Required action: Treat the line containing "Target: white sign board" as the first line of the answer and the last line of the data as its final line, reproducing every line between exactly.

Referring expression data
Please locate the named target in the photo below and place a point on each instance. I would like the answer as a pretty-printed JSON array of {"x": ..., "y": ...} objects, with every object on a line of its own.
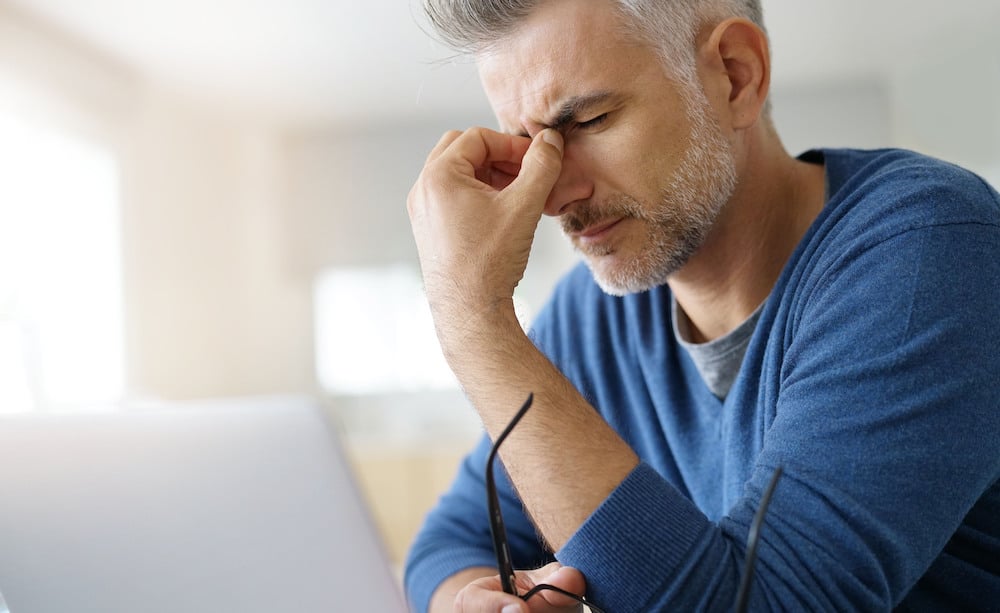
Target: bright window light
[
  {"x": 61, "y": 323},
  {"x": 374, "y": 333}
]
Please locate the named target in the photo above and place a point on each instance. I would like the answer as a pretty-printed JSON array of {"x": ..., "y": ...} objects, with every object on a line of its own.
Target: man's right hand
[{"x": 485, "y": 595}]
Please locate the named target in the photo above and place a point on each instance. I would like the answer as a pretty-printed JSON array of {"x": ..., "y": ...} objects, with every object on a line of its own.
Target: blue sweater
[{"x": 873, "y": 378}]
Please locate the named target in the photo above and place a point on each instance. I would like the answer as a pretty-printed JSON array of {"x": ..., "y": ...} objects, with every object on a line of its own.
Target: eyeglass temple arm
[
  {"x": 497, "y": 530},
  {"x": 753, "y": 537}
]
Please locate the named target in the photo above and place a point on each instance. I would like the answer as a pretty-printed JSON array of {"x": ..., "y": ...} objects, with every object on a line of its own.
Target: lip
[{"x": 597, "y": 232}]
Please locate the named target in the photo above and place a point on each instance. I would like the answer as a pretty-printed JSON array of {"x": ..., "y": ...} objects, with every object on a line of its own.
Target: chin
[{"x": 617, "y": 281}]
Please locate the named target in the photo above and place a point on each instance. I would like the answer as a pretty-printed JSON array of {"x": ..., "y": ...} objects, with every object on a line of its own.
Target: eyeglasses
[{"x": 502, "y": 549}]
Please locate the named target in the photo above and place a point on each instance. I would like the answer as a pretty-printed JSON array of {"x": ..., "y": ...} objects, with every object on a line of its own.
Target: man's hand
[
  {"x": 486, "y": 596},
  {"x": 474, "y": 210}
]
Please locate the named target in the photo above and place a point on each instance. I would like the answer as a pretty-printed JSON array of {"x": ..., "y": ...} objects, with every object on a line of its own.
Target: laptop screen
[{"x": 237, "y": 506}]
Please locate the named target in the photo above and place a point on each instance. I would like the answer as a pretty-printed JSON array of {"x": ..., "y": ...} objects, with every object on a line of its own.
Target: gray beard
[{"x": 680, "y": 222}]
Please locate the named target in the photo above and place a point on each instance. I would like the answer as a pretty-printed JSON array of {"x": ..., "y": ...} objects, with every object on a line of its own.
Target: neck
[{"x": 775, "y": 202}]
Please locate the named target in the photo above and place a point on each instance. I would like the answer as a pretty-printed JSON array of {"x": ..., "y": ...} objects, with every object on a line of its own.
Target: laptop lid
[{"x": 229, "y": 507}]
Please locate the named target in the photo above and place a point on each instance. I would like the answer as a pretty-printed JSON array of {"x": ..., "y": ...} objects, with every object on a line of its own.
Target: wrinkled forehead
[{"x": 563, "y": 50}]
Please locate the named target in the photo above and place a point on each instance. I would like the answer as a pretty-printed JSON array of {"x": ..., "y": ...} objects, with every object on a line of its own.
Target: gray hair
[{"x": 670, "y": 26}]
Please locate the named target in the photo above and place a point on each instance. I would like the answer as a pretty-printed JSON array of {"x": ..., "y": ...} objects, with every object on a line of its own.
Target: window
[{"x": 61, "y": 321}]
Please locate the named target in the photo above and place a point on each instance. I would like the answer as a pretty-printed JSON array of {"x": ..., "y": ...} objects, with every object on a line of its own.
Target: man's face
[{"x": 646, "y": 169}]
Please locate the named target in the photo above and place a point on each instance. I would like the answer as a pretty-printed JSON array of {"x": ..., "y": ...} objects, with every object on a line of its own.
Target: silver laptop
[{"x": 238, "y": 507}]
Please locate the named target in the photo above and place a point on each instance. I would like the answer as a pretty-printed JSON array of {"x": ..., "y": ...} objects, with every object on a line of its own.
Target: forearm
[
  {"x": 563, "y": 459},
  {"x": 443, "y": 600}
]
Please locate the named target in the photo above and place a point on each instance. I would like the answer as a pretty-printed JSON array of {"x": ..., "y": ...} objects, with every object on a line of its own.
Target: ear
[{"x": 735, "y": 65}]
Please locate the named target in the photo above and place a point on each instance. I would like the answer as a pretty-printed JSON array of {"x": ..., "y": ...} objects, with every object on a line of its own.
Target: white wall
[{"x": 228, "y": 215}]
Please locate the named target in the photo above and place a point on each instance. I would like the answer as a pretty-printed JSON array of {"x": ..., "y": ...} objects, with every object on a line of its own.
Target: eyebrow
[{"x": 575, "y": 106}]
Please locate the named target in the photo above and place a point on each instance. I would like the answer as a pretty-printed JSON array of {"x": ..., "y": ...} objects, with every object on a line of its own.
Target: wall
[{"x": 229, "y": 215}]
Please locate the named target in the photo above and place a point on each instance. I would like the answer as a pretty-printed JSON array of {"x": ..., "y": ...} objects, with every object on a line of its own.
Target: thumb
[{"x": 540, "y": 167}]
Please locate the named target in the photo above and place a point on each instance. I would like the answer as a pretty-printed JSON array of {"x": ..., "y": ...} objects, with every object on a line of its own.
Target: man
[{"x": 837, "y": 315}]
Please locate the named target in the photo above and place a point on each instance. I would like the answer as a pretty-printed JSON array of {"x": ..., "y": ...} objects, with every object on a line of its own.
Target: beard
[{"x": 677, "y": 223}]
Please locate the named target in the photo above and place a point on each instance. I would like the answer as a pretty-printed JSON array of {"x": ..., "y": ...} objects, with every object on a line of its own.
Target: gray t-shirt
[{"x": 717, "y": 361}]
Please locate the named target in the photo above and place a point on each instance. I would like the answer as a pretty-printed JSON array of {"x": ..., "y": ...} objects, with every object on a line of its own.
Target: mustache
[{"x": 584, "y": 216}]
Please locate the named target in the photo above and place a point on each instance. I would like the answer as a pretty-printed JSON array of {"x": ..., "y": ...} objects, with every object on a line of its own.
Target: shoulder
[{"x": 907, "y": 189}]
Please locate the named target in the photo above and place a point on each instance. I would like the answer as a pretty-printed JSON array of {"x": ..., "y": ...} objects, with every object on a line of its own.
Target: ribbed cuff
[{"x": 635, "y": 541}]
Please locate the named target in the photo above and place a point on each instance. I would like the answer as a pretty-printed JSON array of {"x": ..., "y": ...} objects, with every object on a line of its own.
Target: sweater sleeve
[{"x": 884, "y": 415}]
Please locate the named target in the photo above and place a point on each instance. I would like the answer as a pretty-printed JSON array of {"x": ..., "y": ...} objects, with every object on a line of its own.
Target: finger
[
  {"x": 565, "y": 578},
  {"x": 540, "y": 167},
  {"x": 481, "y": 146},
  {"x": 485, "y": 596},
  {"x": 446, "y": 140}
]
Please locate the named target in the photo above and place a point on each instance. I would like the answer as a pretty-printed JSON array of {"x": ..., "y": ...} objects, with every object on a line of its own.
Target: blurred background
[{"x": 207, "y": 199}]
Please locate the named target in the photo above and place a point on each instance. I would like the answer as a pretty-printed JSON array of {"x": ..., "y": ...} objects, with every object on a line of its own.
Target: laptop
[{"x": 242, "y": 507}]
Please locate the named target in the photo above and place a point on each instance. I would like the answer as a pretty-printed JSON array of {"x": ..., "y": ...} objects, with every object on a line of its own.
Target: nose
[{"x": 573, "y": 185}]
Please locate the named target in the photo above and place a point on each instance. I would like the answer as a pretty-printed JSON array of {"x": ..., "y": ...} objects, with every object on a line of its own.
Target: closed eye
[{"x": 592, "y": 123}]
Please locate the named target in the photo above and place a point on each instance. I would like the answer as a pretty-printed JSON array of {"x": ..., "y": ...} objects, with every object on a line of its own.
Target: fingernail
[{"x": 553, "y": 138}]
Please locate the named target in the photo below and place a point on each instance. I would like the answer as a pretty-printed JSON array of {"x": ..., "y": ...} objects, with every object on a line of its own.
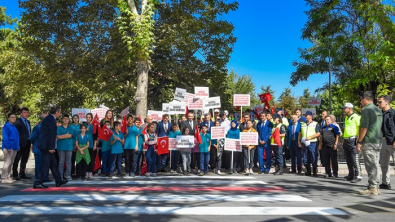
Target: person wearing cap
[
  {"x": 328, "y": 144},
  {"x": 388, "y": 130},
  {"x": 370, "y": 141},
  {"x": 310, "y": 131},
  {"x": 351, "y": 131}
]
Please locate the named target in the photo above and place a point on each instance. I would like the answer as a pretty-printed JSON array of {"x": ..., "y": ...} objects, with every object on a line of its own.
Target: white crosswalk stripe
[{"x": 161, "y": 198}]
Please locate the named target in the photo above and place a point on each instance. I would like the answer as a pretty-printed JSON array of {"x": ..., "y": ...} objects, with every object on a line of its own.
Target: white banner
[
  {"x": 81, "y": 112},
  {"x": 241, "y": 100},
  {"x": 212, "y": 103},
  {"x": 249, "y": 138},
  {"x": 185, "y": 141},
  {"x": 201, "y": 92},
  {"x": 179, "y": 94}
]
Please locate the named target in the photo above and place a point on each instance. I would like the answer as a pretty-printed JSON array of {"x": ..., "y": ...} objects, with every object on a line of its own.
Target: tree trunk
[{"x": 142, "y": 86}]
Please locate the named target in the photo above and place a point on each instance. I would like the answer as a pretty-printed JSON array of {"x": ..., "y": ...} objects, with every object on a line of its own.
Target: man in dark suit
[
  {"x": 163, "y": 130},
  {"x": 24, "y": 129},
  {"x": 46, "y": 144},
  {"x": 189, "y": 123}
]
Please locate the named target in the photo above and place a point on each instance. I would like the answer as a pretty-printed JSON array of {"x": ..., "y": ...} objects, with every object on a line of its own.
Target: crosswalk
[{"x": 165, "y": 195}]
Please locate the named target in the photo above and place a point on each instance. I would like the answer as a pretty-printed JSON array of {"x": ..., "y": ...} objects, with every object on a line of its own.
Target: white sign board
[
  {"x": 185, "y": 141},
  {"x": 249, "y": 138},
  {"x": 201, "y": 92},
  {"x": 232, "y": 145},
  {"x": 177, "y": 108},
  {"x": 241, "y": 100},
  {"x": 180, "y": 94},
  {"x": 195, "y": 104},
  {"x": 218, "y": 132},
  {"x": 212, "y": 103},
  {"x": 314, "y": 101},
  {"x": 81, "y": 113},
  {"x": 156, "y": 115},
  {"x": 313, "y": 110}
]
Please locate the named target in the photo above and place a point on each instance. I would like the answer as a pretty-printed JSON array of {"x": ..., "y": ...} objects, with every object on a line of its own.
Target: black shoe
[
  {"x": 39, "y": 186},
  {"x": 25, "y": 177},
  {"x": 63, "y": 182},
  {"x": 385, "y": 186}
]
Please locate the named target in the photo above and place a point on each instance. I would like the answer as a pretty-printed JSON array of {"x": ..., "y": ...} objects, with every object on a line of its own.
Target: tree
[{"x": 352, "y": 39}]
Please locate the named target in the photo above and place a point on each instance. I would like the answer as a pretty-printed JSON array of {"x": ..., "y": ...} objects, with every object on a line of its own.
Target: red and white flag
[
  {"x": 105, "y": 133},
  {"x": 96, "y": 123},
  {"x": 163, "y": 145}
]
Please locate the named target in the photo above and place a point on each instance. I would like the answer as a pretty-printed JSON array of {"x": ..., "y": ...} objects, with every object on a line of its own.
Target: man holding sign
[{"x": 249, "y": 138}]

Answer box:
Target: white sign board
[
  {"x": 185, "y": 141},
  {"x": 249, "y": 138},
  {"x": 201, "y": 92},
  {"x": 232, "y": 145},
  {"x": 177, "y": 108},
  {"x": 241, "y": 100},
  {"x": 180, "y": 94},
  {"x": 195, "y": 104},
  {"x": 218, "y": 132},
  {"x": 212, "y": 103},
  {"x": 314, "y": 101},
  {"x": 81, "y": 113},
  {"x": 156, "y": 115},
  {"x": 313, "y": 110}
]
Please locate the named target in the photo above and place a point on each instance. I would like the answer as a pretty-printed JSON array of {"x": ..., "y": ...} objects, with every object on a line of its own.
Target: black shoe
[
  {"x": 39, "y": 186},
  {"x": 25, "y": 177},
  {"x": 63, "y": 182},
  {"x": 385, "y": 186}
]
Please locate the named target in the photo above and place a point on each instance. I would like the answer as a pretty-printed JSON array of {"x": ..., "y": ...} objects, with every object on a line of its own.
Target: tree
[{"x": 352, "y": 39}]
Please locate the named target in the photo above and place a point on each instance. I would like the answer as a pretty-printed JSON array of {"x": ..., "y": ...} objects, with every object on a line of its own.
Target: red and white flag
[
  {"x": 105, "y": 133},
  {"x": 96, "y": 123},
  {"x": 163, "y": 145}
]
Please locate the named target in the photo above and place a point on each instance. I would like the answer as a pretty-printed JSON array of {"x": ..., "y": ...} objects, with every object on a line of its own.
Target: man holding sign
[{"x": 249, "y": 138}]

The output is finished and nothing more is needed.